■ Exercise directions
Determine how many lines of the material below contain the string "wheel". Give only that number.

■ Entries provided
..........
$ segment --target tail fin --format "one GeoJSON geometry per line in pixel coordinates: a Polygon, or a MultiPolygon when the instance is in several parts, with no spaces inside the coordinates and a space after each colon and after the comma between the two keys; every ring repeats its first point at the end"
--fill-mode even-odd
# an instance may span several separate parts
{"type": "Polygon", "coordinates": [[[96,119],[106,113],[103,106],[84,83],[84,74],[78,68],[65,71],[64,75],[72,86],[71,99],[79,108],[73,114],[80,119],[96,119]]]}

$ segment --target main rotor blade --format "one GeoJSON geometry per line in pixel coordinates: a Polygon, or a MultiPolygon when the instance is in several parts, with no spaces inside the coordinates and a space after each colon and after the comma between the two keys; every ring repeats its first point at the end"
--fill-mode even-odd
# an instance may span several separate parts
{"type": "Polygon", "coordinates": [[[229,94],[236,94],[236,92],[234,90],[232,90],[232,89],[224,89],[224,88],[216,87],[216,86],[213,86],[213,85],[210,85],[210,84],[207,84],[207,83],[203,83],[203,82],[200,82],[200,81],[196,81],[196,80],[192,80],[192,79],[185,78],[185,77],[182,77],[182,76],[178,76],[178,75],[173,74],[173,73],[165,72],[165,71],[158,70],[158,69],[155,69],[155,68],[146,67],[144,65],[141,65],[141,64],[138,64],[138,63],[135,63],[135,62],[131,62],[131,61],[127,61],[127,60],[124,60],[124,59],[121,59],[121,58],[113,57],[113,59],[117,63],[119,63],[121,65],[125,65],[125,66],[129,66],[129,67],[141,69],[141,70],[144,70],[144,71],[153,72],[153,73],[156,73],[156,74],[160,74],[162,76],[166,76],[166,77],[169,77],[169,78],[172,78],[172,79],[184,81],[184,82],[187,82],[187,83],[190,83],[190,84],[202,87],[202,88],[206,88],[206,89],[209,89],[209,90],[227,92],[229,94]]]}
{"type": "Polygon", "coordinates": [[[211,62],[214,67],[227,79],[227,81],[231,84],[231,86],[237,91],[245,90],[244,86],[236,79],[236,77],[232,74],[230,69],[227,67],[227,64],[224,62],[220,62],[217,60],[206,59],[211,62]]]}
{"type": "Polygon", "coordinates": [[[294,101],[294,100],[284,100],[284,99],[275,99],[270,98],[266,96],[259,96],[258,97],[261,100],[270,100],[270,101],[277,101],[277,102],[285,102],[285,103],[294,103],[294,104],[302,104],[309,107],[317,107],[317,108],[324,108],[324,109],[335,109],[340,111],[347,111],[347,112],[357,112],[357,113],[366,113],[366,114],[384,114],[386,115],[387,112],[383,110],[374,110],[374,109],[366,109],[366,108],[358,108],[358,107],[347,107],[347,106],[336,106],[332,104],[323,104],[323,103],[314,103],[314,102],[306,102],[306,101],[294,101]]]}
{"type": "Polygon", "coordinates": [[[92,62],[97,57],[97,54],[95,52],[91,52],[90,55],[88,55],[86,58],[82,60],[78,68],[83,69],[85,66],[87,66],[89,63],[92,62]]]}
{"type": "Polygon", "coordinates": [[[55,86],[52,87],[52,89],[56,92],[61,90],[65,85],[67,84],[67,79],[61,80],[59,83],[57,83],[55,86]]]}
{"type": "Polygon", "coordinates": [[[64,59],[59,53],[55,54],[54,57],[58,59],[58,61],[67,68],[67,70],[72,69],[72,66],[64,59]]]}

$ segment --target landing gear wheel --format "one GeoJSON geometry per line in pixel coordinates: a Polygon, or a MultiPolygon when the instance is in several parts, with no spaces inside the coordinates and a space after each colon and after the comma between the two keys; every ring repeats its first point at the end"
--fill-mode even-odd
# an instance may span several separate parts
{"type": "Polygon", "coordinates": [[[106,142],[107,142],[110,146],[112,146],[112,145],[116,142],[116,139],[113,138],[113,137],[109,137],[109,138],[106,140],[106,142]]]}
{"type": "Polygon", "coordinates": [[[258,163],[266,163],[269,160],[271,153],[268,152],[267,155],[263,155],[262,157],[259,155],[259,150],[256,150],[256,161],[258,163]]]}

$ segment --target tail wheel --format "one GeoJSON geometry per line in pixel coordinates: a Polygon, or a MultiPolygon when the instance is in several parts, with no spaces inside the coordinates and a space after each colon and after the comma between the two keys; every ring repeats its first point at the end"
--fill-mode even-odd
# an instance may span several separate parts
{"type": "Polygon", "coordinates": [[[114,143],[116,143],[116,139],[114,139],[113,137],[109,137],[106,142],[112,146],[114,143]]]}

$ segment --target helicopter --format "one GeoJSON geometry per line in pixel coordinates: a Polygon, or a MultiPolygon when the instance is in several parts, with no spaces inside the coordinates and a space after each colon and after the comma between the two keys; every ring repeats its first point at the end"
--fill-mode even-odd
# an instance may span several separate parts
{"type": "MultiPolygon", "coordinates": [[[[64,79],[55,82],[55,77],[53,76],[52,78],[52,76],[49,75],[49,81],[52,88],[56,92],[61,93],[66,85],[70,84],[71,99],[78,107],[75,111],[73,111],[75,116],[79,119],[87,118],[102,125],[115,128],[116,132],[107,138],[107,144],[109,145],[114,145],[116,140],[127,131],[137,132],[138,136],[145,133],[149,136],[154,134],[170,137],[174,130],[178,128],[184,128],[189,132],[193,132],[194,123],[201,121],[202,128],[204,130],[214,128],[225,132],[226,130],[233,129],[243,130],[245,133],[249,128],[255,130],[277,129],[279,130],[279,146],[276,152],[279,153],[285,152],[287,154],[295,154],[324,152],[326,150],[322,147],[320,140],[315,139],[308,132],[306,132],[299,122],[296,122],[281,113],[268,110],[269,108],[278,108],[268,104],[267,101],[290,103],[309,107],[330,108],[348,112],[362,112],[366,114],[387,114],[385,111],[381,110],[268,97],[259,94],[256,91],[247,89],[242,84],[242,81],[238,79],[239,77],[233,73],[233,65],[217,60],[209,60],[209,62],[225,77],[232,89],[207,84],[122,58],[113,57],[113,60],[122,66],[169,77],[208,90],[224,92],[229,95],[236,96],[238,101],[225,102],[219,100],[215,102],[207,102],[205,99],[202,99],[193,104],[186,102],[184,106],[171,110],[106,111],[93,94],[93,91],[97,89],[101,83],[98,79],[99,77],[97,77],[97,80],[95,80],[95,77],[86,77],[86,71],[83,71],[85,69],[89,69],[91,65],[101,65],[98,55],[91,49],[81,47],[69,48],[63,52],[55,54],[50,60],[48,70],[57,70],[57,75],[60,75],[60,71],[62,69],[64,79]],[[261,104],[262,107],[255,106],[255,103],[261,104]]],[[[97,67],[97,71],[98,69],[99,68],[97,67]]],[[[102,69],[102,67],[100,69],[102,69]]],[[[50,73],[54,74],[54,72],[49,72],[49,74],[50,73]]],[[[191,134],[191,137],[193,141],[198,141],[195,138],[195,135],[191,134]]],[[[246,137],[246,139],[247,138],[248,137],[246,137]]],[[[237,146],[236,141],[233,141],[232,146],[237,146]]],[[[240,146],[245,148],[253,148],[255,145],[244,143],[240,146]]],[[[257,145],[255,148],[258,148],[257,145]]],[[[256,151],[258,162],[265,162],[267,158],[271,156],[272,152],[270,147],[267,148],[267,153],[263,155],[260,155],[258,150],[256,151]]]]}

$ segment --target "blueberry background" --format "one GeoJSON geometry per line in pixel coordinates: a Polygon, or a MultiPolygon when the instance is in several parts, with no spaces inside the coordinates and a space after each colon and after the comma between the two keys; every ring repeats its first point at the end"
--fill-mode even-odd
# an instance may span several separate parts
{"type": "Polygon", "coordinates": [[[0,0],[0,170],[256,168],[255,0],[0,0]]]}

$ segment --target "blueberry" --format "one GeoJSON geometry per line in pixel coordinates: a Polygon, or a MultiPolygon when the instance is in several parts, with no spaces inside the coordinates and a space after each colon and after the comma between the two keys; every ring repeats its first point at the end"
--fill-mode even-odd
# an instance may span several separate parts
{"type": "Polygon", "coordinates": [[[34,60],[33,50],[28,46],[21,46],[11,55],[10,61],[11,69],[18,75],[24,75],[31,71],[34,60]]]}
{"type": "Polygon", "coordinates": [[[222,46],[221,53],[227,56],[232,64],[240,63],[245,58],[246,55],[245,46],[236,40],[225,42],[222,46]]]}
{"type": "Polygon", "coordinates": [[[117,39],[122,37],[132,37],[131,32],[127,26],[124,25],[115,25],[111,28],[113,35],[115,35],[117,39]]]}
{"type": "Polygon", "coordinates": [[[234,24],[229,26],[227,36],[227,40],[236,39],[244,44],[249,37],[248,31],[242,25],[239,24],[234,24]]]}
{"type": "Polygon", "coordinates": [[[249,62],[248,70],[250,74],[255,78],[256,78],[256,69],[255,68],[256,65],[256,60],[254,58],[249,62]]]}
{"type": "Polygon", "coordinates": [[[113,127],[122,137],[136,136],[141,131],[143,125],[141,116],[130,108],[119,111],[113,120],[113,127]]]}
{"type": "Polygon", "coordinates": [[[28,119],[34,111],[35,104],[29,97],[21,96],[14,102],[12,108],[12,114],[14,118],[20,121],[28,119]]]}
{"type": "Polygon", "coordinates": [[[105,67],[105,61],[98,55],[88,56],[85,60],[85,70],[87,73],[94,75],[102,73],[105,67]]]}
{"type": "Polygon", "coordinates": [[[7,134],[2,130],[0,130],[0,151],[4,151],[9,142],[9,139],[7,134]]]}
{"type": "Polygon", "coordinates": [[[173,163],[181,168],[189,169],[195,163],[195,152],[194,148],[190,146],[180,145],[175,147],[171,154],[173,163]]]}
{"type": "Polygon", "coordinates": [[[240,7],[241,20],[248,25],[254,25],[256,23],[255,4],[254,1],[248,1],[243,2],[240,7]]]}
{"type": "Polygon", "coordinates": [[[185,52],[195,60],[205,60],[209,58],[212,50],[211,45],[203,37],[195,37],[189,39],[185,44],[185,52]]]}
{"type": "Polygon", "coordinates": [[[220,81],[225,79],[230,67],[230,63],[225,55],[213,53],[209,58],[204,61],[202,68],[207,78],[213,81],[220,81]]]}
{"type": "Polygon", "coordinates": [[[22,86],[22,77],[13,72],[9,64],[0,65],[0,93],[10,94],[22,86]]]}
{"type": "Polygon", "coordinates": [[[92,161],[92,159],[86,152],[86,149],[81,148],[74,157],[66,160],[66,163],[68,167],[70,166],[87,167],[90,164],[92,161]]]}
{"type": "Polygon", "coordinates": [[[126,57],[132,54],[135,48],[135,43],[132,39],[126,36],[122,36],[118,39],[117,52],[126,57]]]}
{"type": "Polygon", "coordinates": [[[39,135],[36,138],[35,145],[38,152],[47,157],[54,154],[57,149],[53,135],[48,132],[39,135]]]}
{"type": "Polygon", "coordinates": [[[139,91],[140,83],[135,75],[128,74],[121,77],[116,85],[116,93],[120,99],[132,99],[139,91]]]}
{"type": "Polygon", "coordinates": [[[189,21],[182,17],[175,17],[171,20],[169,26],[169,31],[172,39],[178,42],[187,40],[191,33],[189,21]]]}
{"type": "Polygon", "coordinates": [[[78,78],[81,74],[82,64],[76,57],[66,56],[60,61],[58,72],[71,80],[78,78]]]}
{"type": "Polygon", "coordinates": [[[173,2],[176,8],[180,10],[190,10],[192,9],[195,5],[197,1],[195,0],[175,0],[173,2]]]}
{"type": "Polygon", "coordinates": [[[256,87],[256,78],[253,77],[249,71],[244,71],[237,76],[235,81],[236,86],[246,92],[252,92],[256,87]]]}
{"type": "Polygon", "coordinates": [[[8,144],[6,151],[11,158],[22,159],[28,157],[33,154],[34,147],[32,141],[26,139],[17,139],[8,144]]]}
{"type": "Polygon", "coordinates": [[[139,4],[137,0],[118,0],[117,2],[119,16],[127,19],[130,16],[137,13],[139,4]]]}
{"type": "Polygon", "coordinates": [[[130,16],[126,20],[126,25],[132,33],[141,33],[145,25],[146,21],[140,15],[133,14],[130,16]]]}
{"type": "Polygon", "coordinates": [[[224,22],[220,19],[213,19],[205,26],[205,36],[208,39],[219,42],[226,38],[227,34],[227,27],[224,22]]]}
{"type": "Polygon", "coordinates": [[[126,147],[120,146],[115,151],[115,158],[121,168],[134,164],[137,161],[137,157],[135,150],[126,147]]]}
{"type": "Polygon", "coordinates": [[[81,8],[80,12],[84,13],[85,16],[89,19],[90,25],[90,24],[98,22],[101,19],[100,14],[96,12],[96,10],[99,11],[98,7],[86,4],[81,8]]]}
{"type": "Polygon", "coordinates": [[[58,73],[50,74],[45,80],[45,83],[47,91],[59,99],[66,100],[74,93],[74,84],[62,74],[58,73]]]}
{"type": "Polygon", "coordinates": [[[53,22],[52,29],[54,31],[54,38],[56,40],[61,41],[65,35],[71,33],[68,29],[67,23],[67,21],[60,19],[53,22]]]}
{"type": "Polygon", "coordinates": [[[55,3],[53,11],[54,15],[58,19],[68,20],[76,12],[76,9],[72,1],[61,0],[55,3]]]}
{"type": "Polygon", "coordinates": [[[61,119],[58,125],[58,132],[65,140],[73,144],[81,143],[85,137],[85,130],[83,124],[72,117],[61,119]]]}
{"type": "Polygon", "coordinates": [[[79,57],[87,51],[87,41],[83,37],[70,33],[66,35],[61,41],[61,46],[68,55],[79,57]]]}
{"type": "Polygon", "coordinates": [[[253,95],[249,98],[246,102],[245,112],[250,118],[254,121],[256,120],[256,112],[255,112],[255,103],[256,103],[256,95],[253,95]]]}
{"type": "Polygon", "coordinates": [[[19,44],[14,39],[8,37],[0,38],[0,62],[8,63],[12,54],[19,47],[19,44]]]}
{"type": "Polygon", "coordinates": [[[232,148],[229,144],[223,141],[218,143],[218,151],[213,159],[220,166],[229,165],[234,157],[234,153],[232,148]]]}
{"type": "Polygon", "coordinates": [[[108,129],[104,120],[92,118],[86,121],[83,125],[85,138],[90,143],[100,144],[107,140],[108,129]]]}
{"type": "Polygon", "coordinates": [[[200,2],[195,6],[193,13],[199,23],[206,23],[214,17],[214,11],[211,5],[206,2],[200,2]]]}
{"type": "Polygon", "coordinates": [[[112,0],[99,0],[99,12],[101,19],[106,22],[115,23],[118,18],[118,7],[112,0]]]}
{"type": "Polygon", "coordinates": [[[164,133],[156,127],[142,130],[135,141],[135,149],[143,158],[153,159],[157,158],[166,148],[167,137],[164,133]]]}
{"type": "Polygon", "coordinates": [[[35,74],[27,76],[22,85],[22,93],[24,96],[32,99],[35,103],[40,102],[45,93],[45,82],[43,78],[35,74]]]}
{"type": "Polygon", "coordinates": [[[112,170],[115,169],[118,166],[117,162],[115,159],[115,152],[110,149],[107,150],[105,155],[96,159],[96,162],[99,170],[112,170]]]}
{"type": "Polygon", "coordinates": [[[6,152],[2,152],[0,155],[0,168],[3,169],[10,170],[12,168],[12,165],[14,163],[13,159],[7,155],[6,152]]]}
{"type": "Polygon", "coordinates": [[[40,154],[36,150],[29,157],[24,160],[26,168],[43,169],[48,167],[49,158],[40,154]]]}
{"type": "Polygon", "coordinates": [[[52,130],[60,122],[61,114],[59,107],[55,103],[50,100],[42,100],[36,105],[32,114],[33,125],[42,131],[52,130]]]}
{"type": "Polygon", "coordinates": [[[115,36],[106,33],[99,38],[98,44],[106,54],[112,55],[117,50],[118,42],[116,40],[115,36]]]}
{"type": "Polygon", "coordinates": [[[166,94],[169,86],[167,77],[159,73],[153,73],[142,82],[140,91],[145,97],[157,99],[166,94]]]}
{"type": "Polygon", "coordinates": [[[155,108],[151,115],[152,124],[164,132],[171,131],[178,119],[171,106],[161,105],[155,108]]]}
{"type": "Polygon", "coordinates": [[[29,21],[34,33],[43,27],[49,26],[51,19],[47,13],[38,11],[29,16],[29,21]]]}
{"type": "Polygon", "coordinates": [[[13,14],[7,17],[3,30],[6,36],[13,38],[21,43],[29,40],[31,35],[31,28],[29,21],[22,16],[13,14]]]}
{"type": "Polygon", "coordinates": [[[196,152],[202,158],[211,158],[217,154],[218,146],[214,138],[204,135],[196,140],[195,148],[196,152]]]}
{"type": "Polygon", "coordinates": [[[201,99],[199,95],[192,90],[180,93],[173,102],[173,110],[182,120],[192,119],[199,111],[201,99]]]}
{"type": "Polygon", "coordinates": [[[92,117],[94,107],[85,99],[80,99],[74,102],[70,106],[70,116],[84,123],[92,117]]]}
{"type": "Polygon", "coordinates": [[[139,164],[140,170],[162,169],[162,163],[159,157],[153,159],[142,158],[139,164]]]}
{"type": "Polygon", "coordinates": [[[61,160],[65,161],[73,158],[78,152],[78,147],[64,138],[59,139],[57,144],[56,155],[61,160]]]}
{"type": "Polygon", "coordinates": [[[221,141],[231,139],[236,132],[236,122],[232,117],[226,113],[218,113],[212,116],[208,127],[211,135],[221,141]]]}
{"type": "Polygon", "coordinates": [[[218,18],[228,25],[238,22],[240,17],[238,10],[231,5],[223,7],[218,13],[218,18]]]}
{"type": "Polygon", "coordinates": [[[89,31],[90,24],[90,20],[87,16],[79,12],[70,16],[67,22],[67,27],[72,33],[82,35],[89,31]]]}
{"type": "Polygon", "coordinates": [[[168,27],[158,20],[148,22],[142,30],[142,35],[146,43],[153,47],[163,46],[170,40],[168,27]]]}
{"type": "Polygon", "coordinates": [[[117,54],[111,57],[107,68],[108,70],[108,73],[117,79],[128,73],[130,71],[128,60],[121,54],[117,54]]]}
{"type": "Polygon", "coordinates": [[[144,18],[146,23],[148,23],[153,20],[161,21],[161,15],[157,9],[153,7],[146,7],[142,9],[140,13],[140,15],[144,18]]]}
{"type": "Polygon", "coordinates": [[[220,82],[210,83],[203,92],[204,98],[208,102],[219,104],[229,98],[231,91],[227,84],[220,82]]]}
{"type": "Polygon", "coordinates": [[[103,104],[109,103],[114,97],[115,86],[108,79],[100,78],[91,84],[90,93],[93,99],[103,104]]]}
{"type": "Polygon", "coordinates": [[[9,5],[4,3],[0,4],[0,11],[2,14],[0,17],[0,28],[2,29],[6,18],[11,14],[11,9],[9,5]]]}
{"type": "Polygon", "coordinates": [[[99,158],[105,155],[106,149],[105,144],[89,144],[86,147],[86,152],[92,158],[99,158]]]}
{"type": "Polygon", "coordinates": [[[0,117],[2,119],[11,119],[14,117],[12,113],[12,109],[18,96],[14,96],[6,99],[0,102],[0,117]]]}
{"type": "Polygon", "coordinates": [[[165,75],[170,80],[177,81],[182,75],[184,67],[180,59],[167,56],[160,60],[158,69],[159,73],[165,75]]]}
..........
■ Reply
2